▶ **Given problem**
Reproduce the lines below without any change, starting with the first line and going on through the line containing "[(330, 123)]", both included.

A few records
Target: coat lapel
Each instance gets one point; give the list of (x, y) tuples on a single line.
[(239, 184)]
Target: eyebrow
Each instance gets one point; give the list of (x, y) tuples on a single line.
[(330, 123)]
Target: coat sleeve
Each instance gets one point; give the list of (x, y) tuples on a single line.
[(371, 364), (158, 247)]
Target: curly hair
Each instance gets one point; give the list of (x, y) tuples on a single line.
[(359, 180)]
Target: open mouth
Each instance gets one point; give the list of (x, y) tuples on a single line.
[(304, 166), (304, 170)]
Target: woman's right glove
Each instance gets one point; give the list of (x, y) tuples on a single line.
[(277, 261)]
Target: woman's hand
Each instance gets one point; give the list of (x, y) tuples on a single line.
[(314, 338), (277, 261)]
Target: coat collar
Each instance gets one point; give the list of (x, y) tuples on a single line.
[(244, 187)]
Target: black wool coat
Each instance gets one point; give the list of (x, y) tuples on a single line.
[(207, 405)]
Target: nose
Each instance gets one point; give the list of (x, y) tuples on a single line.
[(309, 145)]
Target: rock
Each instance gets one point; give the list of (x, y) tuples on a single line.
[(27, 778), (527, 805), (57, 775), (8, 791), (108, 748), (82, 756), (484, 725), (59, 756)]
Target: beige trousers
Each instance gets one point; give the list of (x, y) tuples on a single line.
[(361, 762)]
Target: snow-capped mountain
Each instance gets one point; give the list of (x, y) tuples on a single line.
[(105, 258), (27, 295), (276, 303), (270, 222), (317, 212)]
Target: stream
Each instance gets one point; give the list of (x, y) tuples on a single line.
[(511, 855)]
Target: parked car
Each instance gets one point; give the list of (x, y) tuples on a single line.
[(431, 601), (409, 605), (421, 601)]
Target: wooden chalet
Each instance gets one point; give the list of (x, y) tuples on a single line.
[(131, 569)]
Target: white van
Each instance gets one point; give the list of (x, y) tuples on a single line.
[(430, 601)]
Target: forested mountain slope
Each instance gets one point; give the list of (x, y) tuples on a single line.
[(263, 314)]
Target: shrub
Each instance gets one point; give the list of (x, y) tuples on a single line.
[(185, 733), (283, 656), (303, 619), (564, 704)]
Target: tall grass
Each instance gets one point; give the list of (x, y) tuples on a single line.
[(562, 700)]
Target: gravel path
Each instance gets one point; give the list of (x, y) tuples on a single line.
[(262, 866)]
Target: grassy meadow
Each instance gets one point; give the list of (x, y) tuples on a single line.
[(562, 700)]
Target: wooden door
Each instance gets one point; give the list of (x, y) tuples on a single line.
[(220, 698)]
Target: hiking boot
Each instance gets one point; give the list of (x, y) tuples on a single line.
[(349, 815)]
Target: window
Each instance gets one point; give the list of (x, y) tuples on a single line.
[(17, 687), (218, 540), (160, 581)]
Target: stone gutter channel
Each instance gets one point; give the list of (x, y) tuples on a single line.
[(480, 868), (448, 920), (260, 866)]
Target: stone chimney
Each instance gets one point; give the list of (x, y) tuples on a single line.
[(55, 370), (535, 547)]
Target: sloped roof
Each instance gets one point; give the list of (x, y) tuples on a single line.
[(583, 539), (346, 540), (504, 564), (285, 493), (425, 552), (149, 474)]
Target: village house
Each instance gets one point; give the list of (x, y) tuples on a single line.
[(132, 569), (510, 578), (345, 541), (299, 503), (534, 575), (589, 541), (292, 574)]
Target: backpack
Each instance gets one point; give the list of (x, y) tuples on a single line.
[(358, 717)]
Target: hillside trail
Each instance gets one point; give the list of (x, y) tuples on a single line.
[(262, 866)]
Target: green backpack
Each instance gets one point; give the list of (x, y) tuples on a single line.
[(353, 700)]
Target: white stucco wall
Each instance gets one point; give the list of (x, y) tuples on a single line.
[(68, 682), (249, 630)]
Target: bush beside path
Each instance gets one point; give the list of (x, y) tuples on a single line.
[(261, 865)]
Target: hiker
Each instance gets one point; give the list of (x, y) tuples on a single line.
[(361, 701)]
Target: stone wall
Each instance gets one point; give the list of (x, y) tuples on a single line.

▶ **Worked answer**
Target: coat lapel
Each instance gets one point; give the list of (x, y) tuples on a single line.
[(239, 184)]
Target: eyebrow
Each instance gets one point; give the list of (x, y) tuples on a single line.
[(330, 123)]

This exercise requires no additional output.